→ **Extract to read**
⁂
The area of data science that interests me the most is computer vision. I’ve wanted to study computer vision for a while and felt that doing Metis would be a best ways of kickstarting me towards a CV program at a university and an alternative to immediately going back to school. Hoping to incorporate CV into my final project here at Metis, I decided I would spend the weekend trying to install Caffe4.

It was a nightmare.

When looking into which deep learning framework to go with I saw mostly two opinions: OpenCV is difficult to install, and Caffe is extremely popular right now. Unfortunately the comments I read raving about Caffe must have forgotten to include how difficult it is to install.

During my trials and tribulations I encountered a number of problems:

  1. Little support is provided for setting up Caffe with Python3. Too bad for me who has been working on Python3 for everything.
⁂
Some rows

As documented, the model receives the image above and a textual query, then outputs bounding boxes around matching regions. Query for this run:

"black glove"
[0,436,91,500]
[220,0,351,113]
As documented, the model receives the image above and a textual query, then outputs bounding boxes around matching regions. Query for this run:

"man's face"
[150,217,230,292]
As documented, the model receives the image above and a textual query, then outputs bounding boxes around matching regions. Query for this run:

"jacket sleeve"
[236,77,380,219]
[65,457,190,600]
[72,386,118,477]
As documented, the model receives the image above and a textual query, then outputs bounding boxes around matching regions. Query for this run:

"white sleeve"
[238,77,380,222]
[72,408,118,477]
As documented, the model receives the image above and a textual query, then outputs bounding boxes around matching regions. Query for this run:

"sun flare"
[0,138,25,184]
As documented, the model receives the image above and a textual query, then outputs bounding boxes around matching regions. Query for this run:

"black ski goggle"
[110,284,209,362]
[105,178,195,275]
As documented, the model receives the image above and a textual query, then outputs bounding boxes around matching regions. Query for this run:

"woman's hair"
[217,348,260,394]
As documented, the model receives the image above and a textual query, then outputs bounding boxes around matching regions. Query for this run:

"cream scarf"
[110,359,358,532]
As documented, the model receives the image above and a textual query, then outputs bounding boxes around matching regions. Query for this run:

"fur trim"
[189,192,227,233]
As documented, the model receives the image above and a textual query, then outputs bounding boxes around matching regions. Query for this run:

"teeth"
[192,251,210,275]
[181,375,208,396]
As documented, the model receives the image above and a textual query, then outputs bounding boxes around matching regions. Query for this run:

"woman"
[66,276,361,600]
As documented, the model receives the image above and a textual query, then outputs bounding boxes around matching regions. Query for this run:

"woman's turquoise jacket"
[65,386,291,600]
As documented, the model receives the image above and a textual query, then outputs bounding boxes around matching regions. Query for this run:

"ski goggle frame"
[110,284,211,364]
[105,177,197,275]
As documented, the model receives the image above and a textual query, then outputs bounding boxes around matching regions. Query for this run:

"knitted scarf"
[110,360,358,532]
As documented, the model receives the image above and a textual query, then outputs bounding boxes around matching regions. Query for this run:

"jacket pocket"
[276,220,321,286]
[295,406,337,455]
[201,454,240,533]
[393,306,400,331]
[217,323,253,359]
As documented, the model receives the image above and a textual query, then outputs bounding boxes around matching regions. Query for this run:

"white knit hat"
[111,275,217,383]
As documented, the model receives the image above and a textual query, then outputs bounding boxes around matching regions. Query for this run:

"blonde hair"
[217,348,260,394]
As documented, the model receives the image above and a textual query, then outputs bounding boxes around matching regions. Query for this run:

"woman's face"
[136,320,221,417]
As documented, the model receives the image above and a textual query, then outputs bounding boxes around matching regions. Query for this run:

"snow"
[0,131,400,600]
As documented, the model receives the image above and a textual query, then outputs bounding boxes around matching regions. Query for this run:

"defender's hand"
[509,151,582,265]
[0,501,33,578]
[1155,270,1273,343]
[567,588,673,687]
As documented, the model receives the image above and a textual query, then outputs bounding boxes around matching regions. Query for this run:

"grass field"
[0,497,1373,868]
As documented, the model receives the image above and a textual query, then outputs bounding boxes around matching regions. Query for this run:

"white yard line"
⁂
→ **What the exercise asks**
Answer these questions using the post about installing Caffe.
(a) Which area of data science interests the writer the most?
(b) What two opinions did the writer mostly see when choosing a deep learning framework?
(c) Which version of Python has the writer been using for everything?

→ **Task response**
(a) Computer vision.
(b) That OpenCV is difficult to install, and that Caffe is extremely popular right now.
(c) Python3.